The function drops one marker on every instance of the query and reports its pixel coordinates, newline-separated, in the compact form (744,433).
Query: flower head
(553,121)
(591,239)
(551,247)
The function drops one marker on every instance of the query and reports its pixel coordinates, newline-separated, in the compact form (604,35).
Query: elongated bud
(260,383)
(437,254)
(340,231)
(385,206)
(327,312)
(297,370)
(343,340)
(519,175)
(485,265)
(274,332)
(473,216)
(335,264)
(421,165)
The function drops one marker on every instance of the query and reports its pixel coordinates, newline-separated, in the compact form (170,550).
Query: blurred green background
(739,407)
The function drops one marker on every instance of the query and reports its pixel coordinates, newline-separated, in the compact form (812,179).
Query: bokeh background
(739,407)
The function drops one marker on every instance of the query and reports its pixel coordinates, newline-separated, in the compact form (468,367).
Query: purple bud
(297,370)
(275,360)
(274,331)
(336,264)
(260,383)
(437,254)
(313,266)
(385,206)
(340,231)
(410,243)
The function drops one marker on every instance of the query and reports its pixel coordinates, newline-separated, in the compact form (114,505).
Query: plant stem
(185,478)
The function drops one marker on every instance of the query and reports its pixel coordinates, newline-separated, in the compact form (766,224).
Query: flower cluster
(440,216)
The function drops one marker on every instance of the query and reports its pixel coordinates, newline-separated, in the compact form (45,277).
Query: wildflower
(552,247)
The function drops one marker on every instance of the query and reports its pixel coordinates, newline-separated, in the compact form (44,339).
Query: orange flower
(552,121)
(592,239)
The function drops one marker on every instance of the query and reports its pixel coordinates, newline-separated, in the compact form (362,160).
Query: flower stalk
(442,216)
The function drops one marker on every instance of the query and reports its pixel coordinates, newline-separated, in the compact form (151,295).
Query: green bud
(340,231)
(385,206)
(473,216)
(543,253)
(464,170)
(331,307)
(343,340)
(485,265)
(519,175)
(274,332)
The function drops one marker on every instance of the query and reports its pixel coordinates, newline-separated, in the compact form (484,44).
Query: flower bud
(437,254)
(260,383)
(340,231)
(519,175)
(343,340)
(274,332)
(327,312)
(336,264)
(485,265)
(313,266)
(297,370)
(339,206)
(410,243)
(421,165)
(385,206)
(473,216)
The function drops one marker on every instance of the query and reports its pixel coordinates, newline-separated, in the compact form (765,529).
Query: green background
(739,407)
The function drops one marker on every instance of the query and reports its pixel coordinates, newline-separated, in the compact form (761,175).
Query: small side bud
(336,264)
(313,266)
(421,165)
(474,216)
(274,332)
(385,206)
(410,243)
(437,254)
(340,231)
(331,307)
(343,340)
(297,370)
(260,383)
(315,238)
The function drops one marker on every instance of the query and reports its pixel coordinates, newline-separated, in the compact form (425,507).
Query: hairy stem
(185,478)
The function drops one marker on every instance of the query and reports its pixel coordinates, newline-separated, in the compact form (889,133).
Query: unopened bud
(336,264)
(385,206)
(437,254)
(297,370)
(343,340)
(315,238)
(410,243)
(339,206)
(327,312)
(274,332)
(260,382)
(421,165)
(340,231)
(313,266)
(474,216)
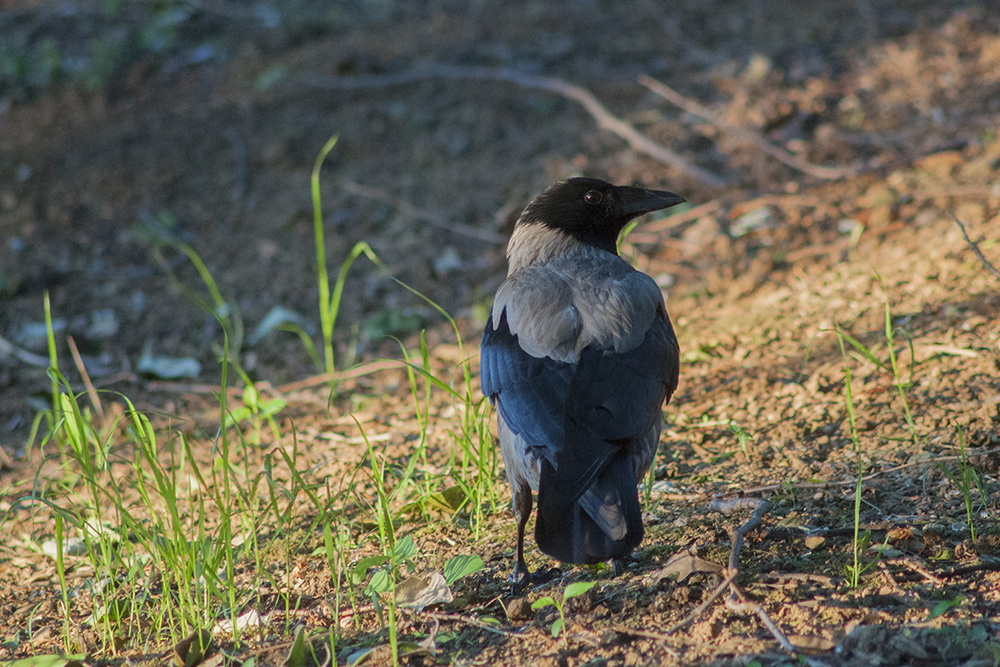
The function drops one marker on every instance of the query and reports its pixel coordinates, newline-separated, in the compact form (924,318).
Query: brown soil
(215,151)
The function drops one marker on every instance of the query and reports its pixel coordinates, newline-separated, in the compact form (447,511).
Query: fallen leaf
(191,650)
(418,591)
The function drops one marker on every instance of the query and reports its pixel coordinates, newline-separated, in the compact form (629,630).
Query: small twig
(700,609)
(604,118)
(474,621)
(738,600)
(869,476)
(975,248)
(760,508)
(433,219)
(745,604)
(754,138)
(85,376)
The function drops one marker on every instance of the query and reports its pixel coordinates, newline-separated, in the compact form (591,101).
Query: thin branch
(740,602)
(604,118)
(748,136)
(975,248)
(760,508)
(868,477)
(431,218)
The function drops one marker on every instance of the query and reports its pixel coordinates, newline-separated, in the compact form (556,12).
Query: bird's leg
(522,506)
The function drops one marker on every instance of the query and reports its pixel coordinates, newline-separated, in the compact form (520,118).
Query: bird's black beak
(631,201)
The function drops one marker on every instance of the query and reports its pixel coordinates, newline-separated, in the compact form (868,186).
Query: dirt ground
(881,125)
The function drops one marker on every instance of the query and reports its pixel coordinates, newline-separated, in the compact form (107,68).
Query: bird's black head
(594,211)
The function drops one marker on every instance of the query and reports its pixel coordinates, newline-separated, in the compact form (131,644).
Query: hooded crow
(578,357)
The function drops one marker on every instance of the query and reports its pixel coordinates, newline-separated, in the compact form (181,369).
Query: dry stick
(604,118)
(700,609)
(975,248)
(411,211)
(91,392)
(739,601)
(780,154)
(471,620)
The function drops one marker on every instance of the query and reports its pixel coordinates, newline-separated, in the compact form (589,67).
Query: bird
(578,357)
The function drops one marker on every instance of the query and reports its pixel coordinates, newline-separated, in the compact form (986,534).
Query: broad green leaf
(404,549)
(191,650)
(380,583)
(360,570)
(461,566)
(943,606)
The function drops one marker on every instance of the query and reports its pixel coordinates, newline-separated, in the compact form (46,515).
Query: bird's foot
(618,566)
(521,578)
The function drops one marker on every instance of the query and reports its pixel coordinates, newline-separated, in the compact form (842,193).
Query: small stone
(814,542)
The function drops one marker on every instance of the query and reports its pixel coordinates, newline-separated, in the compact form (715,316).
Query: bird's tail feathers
(605,522)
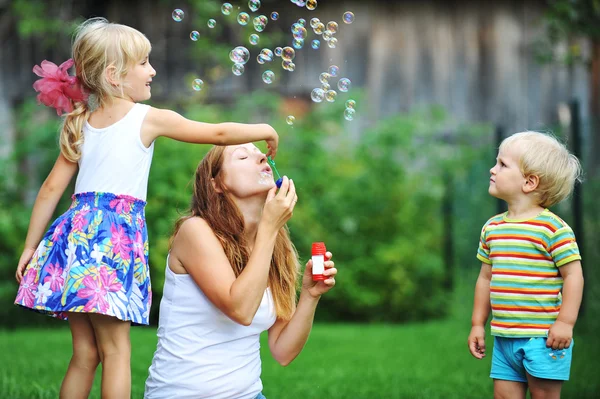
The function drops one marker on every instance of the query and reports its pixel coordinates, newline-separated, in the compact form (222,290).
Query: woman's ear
(111,75)
(531,183)
(215,186)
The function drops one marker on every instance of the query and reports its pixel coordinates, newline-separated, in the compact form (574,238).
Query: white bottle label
(318,264)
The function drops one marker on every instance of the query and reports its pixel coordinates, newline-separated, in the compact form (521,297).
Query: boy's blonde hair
(99,44)
(544,156)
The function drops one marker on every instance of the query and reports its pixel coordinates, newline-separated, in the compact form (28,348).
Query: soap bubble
(239,55)
(334,70)
(344,84)
(300,33)
(197,84)
(226,8)
(349,114)
(319,28)
(267,53)
(288,53)
(330,95)
(243,18)
(238,69)
(254,5)
(332,26)
(177,15)
(268,77)
(254,39)
(348,17)
(317,95)
(298,43)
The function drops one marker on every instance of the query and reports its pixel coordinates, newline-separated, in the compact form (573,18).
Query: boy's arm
(561,332)
(481,311)
(162,122)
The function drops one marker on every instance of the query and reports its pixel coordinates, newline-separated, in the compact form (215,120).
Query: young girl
(91,266)
(531,276)
(230,275)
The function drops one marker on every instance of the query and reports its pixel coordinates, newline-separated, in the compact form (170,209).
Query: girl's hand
(279,207)
(272,145)
(318,288)
(23,261)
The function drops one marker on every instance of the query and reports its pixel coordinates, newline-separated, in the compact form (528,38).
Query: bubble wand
(272,164)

+ + +

## TASK DIRECTIONS
Reproduce the material in full, word for word, and omit the pictures.

## TASK OUTPUT
The function drops one marker on every instance of the query and reports its pixel coordinates, newline-separated, in the compact form (744,433).
Query: flower head
(553,121)
(591,239)
(551,247)
The function drops one marker on every instance of the query and reports its pixel coordinates, newline-separated, in the compact form (604,35).
Query: elongated bud
(260,383)
(437,254)
(340,231)
(385,206)
(327,312)
(297,370)
(343,340)
(519,175)
(485,265)
(274,332)
(473,216)
(335,264)
(421,165)
The function drops one marker on every instance of the query and reports its pixel coordinates, newline-separated, in the compact form (170,550).
Query: blurred green background
(739,407)
The function drops one marker on every instance of the query and reports its pixel coordinates, newline-separated, in the compact form (812,179).
Query: bokeh background
(739,407)
The function drops one marker on every instance of the query and reports its pixel coordinates, newline-separated, in the compact form (468,367).
Query: purple bud
(297,370)
(275,360)
(274,331)
(336,264)
(260,383)
(437,254)
(313,266)
(385,206)
(340,231)
(410,243)
The function drops one marker on every instance of the query and reports its pixel coordinates, newline-separated, in the compact form (114,505).
Query: plant stem
(185,478)
The function drops one marker on every instance of the query and reports its pixel coordinates, newline-separated, in the compact form (766,224).
Query: flower cluster
(440,216)
The function drops one marker on every instance of the query and reports its pixel coordinates, newline-separated, in the compact form (45,277).
Query: wildflower
(552,247)
The function drops one marker on every instance of the query and reports its pixel coordinates, newline-separated, in the compact form (44,339).
Query: orange flower
(552,121)
(592,239)
The function drops one marker on every instance of the query and reports its pixel coordinates, newline-separated, in the compact form (362,160).
Query: flower stalk
(442,216)
The function drops one marker on every instance of the query and reports its pixel coordinates, newline-separated, in the compact form (151,295).
Query: green bud
(340,231)
(385,206)
(473,216)
(543,253)
(464,170)
(331,307)
(343,340)
(485,265)
(519,175)
(274,332)
The function drops one marker on every instance of the query and reports its pixel coordinates, newline-separated, in the compact form (484,44).
Query: flower bud
(437,254)
(260,383)
(340,231)
(519,175)
(343,340)
(274,332)
(327,312)
(336,264)
(485,265)
(313,266)
(297,370)
(339,206)
(410,243)
(421,165)
(385,206)
(473,216)
The function drops one marker on every instance of the query and reports its pixel coordinates, newline-separated, in the compact form (765,529).
Query: green background
(739,407)
The function drops one marker on every instance of the query and reports its pixel coordinates, newline-separated, in the compact form (761,175).
Query: small side bud
(336,264)
(313,266)
(421,165)
(474,216)
(274,332)
(385,206)
(410,243)
(437,254)
(340,231)
(331,307)
(343,340)
(297,370)
(260,383)
(315,238)
The function drops one marker on every instance of the query and reports its pixel coordinates, newline-separated, in the compact form (425,507).
Query: hairy stem
(185,478)
The function drops one marker on every instance of the query and reports its pixel coordinates, newline-separated, in the compact form (889,133).
Query: unopened bud
(336,264)
(385,206)
(437,254)
(297,370)
(343,340)
(315,238)
(410,243)
(339,206)
(327,312)
(274,332)
(260,382)
(421,165)
(340,231)
(313,266)
(474,216)
The function drops one marker on every instance of the query and reports its pixel coordinates, newline-separated, in the compact form (924,318).
Query: brown soil
(215,151)
The function drops one marker on every instance of the query and reports its pixel coordinates, newline-separated, in the compact form (447,511).
Query: fallen leaf
(191,650)
(418,591)
The function drops one marker on every instance of the query and reports its pixel coordinates, newline-separated, in the compact form (629,630).
Query: small twig
(700,609)
(604,118)
(474,621)
(738,600)
(869,476)
(975,248)
(760,508)
(433,219)
(745,604)
(754,138)
(85,376)
The function drops one marker on every instance of the query and reports its pixel coordinates, newline-separated, in the compact form (591,101).
Query: thin branch
(740,602)
(604,118)
(748,136)
(975,248)
(760,508)
(868,477)
(431,218)
The function drops one marker on every instance of the query and reports its pixel coordinates, newline-separated, in the compact form (556,12).
Query: bird's leg
(522,506)
The function drops one marker on every instance of the query and reports its pixel coordinates, newline-separated, in the compact form (520,118).
Query: bird's black beak
(631,201)
The function drops one marker on every instance of the query and reports its pixel coordinates, newline-separated, in the compact form (868,186).
Query: dirt ground
(881,125)
The function drops one marker on every instance of the query and reports its pixel coordinates, newline-separated, in the compact form (107,68).
Query: bird's black head
(594,211)
The function drops one marker on every instance of the query and reports its pixel coordinates, newline-separated, in the compact form (131,644).
Query: hooded crow
(578,357)
The function drops one marker on every instance of the query and reports its pixel coordinates, newline-separated, in the compact form (181,369).
Query: dry stick
(604,118)
(700,609)
(975,248)
(411,211)
(91,392)
(739,601)
(780,154)
(471,620)
The function drops one marker on every instance of the query and reports its pixel coordinates, newline-separated, in the compact form (589,67).
Query: bird
(578,357)
The function drops one marker on every instance of the query and reports its pixel coordinates, newline-separated, in the compact form (986,534).
Query: broad green leaf
(404,549)
(191,650)
(380,583)
(360,570)
(461,566)
(943,606)
The function drops one marker on every instance of the query and reports its pixel coordinates, newline-separated, in the compact form (46,515).
Query: bird's foot
(618,566)
(521,578)
The function drops one marker on every instance of the query and reports its pixel coordinates, newline-separated, in the compact form (842,193).
Query: small stone
(814,542)
The function drops one marker on every instance of the query and reports its pixel coordinates, newline-separated, in the compact form (715,316).
Query: bird's tail feathers
(605,522)
The function drops one marker on every instance of the query and reports its pixel coordinates, newline-separated, in the compact form (222,290).
Query: woman's ear
(111,75)
(531,183)
(215,186)
The function drops one marker on every instance of the query and reports its pixel coordinates, newline-separated, in the compact form (574,238).
Query: white bottle label
(318,264)
The function drops one marker on every instance of the query and reports its pixel coordinates, newline-separated, in the compact form (521,297).
Query: boy's blonde hair
(99,44)
(544,156)
The function drops one marker on every instance of the query and reports its pixel coordinates, newline-separated, in the compact form (28,348).
Query: soap bubble
(239,55)
(334,70)
(344,84)
(300,33)
(197,84)
(226,8)
(349,114)
(319,28)
(267,53)
(288,53)
(330,95)
(243,18)
(238,69)
(254,5)
(332,26)
(177,15)
(268,77)
(254,39)
(348,17)
(317,95)
(298,43)
The function drops one marker on every instance of the query and reports its pixel coordinates, newline-separated, in the compact form (573,18).
Query: boy's arm
(561,332)
(481,311)
(162,122)
The function drops one marker on every instance of the query and reports its pixel coordinates, newline-separated, in the compact form (215,120).
Query: young girl
(91,266)
(531,276)
(230,275)
The function drops one marker on every instance of the query and reports its pixel coordinates, newline-separated, in the compact form (170,209).
Query: girl's hand
(279,207)
(272,145)
(318,288)
(23,261)
The function drops one marker on every instance of the query and reports its pixel coordinates, newline-separated, in the compact form (528,38).
Query: bubble wand
(272,164)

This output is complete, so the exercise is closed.